Stored entries
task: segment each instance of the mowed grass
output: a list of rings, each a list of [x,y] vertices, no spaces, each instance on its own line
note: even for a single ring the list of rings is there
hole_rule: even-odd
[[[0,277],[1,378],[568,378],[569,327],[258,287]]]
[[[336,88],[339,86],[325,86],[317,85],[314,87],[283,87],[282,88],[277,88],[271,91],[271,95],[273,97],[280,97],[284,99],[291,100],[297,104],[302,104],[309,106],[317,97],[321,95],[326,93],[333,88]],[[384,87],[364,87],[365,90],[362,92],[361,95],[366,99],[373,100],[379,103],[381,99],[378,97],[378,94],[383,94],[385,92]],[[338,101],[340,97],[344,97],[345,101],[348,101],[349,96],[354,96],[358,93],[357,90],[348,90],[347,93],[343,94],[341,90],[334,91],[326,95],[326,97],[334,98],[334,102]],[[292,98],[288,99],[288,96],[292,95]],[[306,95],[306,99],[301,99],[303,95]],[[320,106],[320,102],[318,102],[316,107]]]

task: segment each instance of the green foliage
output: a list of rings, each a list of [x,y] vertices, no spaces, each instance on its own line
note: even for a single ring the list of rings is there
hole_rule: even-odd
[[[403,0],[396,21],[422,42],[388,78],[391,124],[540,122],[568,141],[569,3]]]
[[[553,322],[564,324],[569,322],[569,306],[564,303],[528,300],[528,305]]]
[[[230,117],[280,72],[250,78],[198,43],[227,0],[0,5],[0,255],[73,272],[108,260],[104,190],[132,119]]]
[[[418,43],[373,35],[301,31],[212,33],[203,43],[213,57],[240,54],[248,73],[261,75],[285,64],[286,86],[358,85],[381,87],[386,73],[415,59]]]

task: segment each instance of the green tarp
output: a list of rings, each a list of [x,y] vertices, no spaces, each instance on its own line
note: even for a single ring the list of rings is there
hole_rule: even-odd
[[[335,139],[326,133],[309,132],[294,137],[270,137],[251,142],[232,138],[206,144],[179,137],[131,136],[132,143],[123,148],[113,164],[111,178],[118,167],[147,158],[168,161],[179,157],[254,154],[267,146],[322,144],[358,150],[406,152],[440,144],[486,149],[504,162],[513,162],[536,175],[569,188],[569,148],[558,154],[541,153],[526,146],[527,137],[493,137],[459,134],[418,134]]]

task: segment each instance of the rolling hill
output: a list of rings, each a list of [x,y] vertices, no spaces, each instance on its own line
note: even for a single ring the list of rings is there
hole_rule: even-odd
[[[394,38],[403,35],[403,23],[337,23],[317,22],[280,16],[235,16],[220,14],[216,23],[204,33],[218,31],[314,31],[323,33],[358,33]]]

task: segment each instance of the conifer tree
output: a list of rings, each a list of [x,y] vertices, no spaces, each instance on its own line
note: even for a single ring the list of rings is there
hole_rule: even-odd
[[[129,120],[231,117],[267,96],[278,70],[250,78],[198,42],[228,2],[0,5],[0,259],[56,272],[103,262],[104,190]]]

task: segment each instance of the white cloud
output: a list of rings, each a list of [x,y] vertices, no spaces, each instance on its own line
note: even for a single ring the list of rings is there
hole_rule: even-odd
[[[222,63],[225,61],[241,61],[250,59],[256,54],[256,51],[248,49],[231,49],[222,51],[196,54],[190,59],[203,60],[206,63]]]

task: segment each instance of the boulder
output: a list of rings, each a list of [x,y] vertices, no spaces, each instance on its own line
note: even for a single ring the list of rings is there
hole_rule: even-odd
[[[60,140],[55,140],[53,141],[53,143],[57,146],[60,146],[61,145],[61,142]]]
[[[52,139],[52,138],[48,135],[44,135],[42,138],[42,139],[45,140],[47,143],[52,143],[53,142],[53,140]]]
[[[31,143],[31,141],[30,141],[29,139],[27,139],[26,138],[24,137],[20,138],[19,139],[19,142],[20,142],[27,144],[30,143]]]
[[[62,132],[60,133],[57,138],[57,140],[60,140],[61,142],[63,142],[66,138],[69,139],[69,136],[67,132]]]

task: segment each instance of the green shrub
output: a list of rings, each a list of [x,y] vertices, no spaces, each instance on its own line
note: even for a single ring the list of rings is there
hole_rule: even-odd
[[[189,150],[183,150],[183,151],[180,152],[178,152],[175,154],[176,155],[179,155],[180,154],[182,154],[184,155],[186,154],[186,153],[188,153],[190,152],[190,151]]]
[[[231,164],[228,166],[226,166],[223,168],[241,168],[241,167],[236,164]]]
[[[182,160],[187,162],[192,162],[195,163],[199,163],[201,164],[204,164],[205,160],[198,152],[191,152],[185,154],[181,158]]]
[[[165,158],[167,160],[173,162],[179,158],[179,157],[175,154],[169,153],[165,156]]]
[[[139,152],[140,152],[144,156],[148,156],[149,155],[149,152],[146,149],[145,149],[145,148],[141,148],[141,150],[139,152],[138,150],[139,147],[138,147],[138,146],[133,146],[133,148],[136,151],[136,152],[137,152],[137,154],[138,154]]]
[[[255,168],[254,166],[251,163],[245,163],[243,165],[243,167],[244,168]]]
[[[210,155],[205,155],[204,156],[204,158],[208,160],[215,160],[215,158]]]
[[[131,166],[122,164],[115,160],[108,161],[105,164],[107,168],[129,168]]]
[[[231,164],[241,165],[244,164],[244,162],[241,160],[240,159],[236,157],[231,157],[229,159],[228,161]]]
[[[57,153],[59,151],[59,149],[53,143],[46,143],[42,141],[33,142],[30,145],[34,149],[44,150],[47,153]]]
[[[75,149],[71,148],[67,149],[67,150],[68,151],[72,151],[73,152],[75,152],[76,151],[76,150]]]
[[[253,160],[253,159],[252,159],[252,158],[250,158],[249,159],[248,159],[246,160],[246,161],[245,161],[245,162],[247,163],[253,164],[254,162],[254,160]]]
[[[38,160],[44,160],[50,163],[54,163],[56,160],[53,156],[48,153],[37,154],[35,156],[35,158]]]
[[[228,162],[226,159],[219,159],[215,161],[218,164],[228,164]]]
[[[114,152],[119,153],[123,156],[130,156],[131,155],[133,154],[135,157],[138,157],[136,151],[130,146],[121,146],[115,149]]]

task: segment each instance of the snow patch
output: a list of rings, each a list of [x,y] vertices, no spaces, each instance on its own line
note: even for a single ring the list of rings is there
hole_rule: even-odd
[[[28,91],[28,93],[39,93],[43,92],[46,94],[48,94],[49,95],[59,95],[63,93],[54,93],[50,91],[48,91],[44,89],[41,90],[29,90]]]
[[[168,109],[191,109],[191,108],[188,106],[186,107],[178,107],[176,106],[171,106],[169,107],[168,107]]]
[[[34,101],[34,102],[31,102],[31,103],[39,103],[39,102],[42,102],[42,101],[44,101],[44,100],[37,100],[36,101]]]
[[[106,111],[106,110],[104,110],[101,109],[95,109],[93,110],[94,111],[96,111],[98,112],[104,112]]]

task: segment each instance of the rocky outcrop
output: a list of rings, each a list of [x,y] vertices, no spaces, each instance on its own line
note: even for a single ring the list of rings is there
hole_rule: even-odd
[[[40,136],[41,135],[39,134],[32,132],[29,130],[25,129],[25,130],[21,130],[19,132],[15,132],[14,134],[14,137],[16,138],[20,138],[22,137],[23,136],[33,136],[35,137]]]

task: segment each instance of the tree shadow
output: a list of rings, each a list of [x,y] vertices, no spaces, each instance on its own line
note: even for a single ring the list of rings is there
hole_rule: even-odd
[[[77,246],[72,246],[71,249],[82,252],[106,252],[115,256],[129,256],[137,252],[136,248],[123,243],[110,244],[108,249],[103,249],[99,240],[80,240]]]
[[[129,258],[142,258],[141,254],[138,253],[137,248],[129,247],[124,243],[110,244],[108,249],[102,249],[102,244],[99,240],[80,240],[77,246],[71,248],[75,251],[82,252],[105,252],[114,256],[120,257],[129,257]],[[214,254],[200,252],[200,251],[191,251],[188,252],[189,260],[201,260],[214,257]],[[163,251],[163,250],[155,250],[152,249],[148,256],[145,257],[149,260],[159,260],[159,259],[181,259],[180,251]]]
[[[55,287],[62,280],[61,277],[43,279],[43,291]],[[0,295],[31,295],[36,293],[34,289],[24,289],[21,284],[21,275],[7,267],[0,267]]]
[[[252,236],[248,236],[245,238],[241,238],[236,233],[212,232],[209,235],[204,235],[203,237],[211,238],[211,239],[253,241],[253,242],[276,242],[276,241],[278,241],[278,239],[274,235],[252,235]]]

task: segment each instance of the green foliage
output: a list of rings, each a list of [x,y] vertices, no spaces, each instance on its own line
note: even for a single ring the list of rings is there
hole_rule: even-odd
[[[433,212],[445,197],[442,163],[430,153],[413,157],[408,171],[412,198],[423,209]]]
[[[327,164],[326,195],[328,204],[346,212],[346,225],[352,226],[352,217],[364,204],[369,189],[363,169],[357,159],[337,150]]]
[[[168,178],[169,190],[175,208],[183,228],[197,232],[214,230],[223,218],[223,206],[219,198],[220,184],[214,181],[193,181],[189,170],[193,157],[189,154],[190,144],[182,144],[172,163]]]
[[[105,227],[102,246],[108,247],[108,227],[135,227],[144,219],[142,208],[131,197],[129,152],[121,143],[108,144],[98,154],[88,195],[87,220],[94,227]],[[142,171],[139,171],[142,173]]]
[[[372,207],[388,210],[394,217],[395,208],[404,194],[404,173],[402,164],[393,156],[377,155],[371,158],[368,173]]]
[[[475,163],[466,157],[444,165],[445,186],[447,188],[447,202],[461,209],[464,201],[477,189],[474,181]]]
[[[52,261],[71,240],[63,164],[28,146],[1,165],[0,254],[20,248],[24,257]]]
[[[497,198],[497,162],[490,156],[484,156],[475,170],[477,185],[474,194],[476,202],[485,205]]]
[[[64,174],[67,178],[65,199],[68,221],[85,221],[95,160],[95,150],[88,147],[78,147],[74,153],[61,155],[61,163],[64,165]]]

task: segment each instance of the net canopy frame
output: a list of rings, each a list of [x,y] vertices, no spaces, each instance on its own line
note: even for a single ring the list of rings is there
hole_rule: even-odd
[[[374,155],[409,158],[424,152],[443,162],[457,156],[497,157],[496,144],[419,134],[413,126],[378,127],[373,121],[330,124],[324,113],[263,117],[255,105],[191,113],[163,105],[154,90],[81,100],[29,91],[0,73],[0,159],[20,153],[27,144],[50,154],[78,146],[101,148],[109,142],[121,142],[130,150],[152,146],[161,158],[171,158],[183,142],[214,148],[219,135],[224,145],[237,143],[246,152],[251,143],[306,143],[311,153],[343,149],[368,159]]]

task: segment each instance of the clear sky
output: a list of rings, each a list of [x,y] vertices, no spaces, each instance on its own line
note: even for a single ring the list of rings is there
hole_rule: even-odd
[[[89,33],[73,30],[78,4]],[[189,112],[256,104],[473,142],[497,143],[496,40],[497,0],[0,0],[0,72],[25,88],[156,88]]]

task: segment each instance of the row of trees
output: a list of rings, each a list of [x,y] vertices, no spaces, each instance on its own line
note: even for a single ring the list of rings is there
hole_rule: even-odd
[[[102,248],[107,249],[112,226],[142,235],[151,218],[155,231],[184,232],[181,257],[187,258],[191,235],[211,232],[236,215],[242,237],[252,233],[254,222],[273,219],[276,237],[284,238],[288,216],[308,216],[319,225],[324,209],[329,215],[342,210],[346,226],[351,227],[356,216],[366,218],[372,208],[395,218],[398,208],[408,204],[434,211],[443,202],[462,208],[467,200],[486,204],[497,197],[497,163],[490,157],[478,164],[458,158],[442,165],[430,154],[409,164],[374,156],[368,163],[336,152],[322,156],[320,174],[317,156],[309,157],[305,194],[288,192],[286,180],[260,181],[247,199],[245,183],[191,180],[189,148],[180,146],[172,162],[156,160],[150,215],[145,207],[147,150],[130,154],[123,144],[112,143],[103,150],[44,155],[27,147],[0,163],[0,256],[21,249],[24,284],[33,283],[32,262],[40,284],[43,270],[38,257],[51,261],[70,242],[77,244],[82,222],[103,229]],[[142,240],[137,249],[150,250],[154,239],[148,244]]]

■ WHAT YOU NEED TO DO: Pull out every line of the rows above that contains the word "green", copying each one unchanged.

■ RESULT FOR THIS TASK:
task: segment each instance of the green foliage
task: segment each instance of the green tarp
task: segment each instance of the green shrub
task: segment each instance of the green foliage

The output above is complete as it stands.